Short exercise -
Arrange every line of the records below as a JSON list of strings, one string per line, with blank lines and the pictures left out.

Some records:
>> Begin

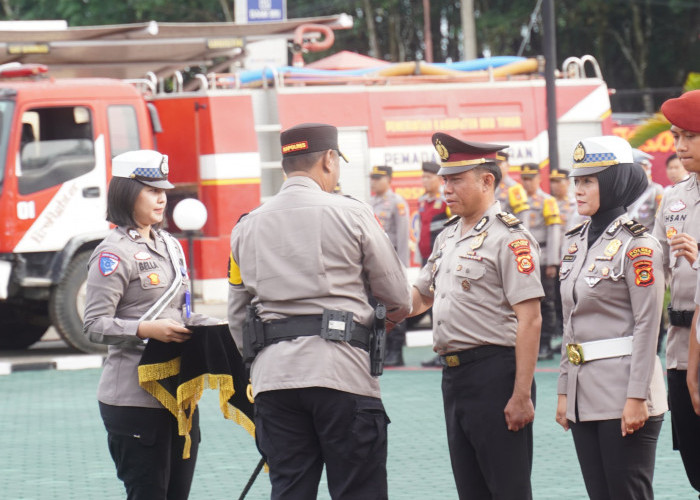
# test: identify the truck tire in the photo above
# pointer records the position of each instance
(67, 305)
(21, 326)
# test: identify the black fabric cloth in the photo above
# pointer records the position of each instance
(210, 359)
(685, 425)
(300, 430)
(147, 451)
(616, 467)
(488, 460)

>> End

Result of this task -
[
  "# test: identify the truck tire in the photo above",
  "# pointer records the position of each instance",
  "(67, 305)",
  "(21, 326)",
  "# test: identify the black fabric cloth in the photo above",
  "# pointer records the position of each instance",
  "(210, 359)",
  "(685, 425)",
  "(300, 430)",
  "(147, 451)",
  "(616, 467)",
  "(488, 460)"
]